In einem Land vor Corona gab es Tink. Tink, das setzt sich aus „Theater“ und „inklusiv“ zusammen. Inklusives Theater eben. Ein genau solches hatte sich in Bolheim über mehrere Jahre hinweg durchaus einen Namen gemacht. Das Tink-Theater, bei dem behinderte wie nicht behinderte Menschen gemeinsam auf der Bühne stehen, musste jedoch mit Beginn der Pandemie, genau wie so viele andere Kulturinstitutionen auch, ganz abrupt auf die Bremse treten. Bis jetzt. Jetzt tritt Tink aufs Gas. Ende Mai und Anfang Juni stehen erstmals seit sechs Jahren wieder drei Aufführungstermine an.
Diese Zwangspause war allerdings nicht nur der Pandemie zu verdanken. Anfang 2021 übergab der Bolheimer Verein für therapeutisches Reiten seinen Betrieb, zu dem eben auch das Tink-Theater gehört, an die Heidenheimer Lebenshilfe. „In dieser Zeit mussten wir uns organisatorisch und strukturell erstmal wieder neu finden“, erzählt Dorothea Strauß, ihres Zeichens Heilerzieherin, Theaterpädagogin und diejenige, die bei Tink den Hut aufhat.
Kontakt zum Tink-Theater-Ensemble gehalten
In den vergangenen Jahren war die inklusive Theatergruppe zwar keinesfalls begraben gewesen, doch ihr Tun beschränkte sich auf diverse Workshops und Auftritte im ganz kleinen Rahmen. „Wichtig war in dieser Zeit, herauszufinden, wer von der Gruppe überhaupt noch dabei ist“, sagt Strauß. Es galt, den Kontakt und den Draht zu den Schauspielerinnen und Schauspielern nicht zu verlieren.
„Uns war dann schnell klar, dass diese Gruppe wieder auf die Bühne muss. Das Ensemble wollte das ebenfalls“, berichtet die Sozialpädagogin Elisa Knödler, welche sich bei Tink primär um alles Organisatorische kümmert.

*Vorgegebene Angaben*
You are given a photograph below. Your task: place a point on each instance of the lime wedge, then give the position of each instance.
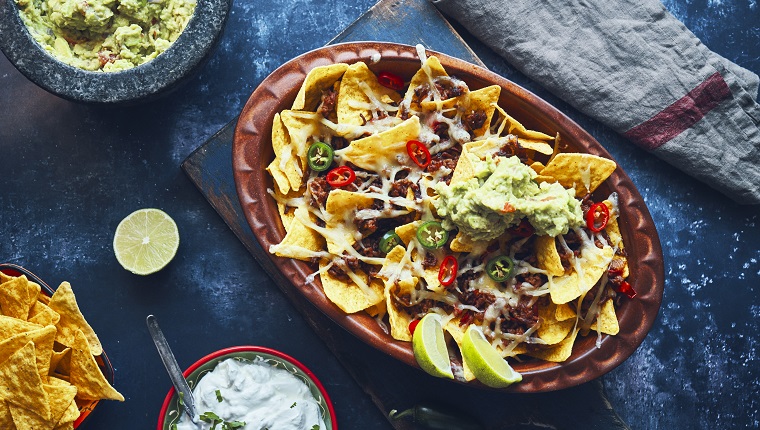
(146, 241)
(485, 362)
(430, 347)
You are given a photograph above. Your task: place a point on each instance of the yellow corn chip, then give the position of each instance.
(594, 262)
(42, 314)
(607, 322)
(17, 296)
(65, 304)
(552, 331)
(584, 172)
(317, 80)
(86, 374)
(347, 294)
(301, 241)
(42, 338)
(548, 256)
(6, 419)
(556, 353)
(341, 208)
(353, 101)
(399, 319)
(382, 149)
(20, 382)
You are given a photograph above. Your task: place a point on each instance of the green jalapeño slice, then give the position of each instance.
(319, 156)
(389, 241)
(432, 235)
(500, 268)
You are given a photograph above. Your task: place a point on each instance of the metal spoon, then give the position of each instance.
(175, 374)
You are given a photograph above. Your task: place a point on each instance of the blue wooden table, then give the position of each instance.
(70, 173)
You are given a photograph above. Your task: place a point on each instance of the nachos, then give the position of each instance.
(425, 196)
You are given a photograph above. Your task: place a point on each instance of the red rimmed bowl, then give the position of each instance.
(85, 406)
(252, 152)
(171, 411)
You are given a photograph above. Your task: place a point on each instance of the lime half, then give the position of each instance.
(430, 347)
(146, 241)
(486, 363)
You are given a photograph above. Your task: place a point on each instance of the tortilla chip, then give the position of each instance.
(584, 172)
(349, 296)
(548, 256)
(408, 232)
(382, 149)
(278, 176)
(341, 206)
(317, 80)
(539, 146)
(42, 338)
(552, 331)
(42, 314)
(60, 361)
(352, 98)
(72, 320)
(607, 322)
(24, 419)
(10, 326)
(565, 312)
(399, 319)
(17, 296)
(290, 144)
(421, 77)
(594, 264)
(456, 331)
(513, 126)
(556, 353)
(301, 241)
(86, 374)
(61, 395)
(6, 419)
(20, 382)
(537, 167)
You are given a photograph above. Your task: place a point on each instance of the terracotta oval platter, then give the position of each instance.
(252, 152)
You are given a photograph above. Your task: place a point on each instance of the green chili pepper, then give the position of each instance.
(389, 241)
(319, 157)
(434, 419)
(500, 268)
(432, 235)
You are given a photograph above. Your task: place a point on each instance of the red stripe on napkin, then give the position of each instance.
(681, 115)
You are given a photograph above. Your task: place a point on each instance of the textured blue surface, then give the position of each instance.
(69, 173)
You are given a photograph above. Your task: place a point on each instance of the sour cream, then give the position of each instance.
(257, 393)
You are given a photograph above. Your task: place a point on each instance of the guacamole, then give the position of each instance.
(105, 35)
(499, 195)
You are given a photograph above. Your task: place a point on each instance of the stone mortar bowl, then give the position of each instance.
(137, 85)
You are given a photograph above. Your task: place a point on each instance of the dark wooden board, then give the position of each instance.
(391, 384)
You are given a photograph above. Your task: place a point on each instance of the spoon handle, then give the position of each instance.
(175, 374)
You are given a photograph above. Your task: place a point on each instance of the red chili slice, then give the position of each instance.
(594, 223)
(341, 176)
(389, 80)
(627, 289)
(448, 271)
(418, 152)
(413, 325)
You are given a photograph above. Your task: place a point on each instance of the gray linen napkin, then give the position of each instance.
(633, 66)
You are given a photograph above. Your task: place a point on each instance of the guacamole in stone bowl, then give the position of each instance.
(105, 35)
(110, 51)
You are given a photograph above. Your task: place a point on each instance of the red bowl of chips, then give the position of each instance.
(84, 406)
(591, 357)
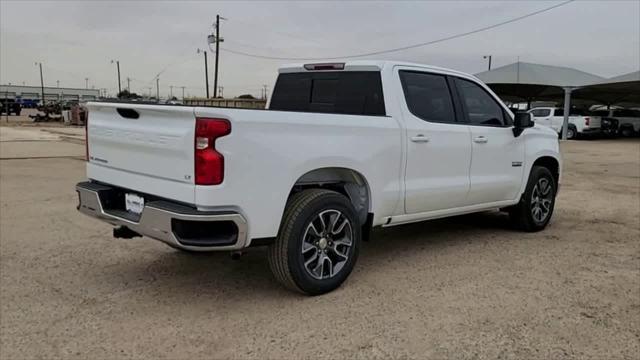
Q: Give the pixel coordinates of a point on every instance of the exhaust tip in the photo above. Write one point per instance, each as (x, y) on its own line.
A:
(124, 232)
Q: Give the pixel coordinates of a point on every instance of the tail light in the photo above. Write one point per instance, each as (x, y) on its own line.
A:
(86, 138)
(209, 164)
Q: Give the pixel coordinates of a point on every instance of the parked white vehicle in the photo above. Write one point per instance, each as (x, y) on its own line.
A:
(343, 147)
(579, 123)
(628, 120)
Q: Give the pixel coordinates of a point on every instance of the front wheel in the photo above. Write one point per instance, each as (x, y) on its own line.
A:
(535, 208)
(318, 242)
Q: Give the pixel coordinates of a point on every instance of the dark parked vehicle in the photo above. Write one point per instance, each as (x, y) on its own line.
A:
(10, 106)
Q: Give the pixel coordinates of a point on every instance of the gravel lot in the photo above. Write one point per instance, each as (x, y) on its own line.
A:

*Aufgabenstellung*
Setzen Sie den Artikel über das inklusive Tink-Theater in Bolheim im Anschluss an dessen letzten Satz fort.

*Gelöste Aufgabe*
Sehr zur Freude der beiden Frauen wird diese Ambition auch unter der Regie der Lebenshilfe geteilt. „Der Support ist da, das ist von der Lebenshilfe gewünscht und gewollt“, sagt Dorothea Strauß. Anders als in den Anfangsjahren wird dieses Mal jedoch nicht der örtliche Theaterstadel zur Kulisse – dieser ist derzeit nicht bespielbar. Stattdessen geht der Vorhang in Sontheim im evangelischen Gemeindehaus auf. „Dort sind wir sehr gut vernetzt“, erklärt Knödler. Der einzige Wermutstropfen: Das Tink-Theater probt in Bolheim, tritt jedoch in Sontheim auf und hat daher keine durchgängige Bühne zur Verfügung. Laufwege müssen also auch nach Probenbeginn neu einstudiert und Kostüme und Requisiten hin- und hergeschleppt werden.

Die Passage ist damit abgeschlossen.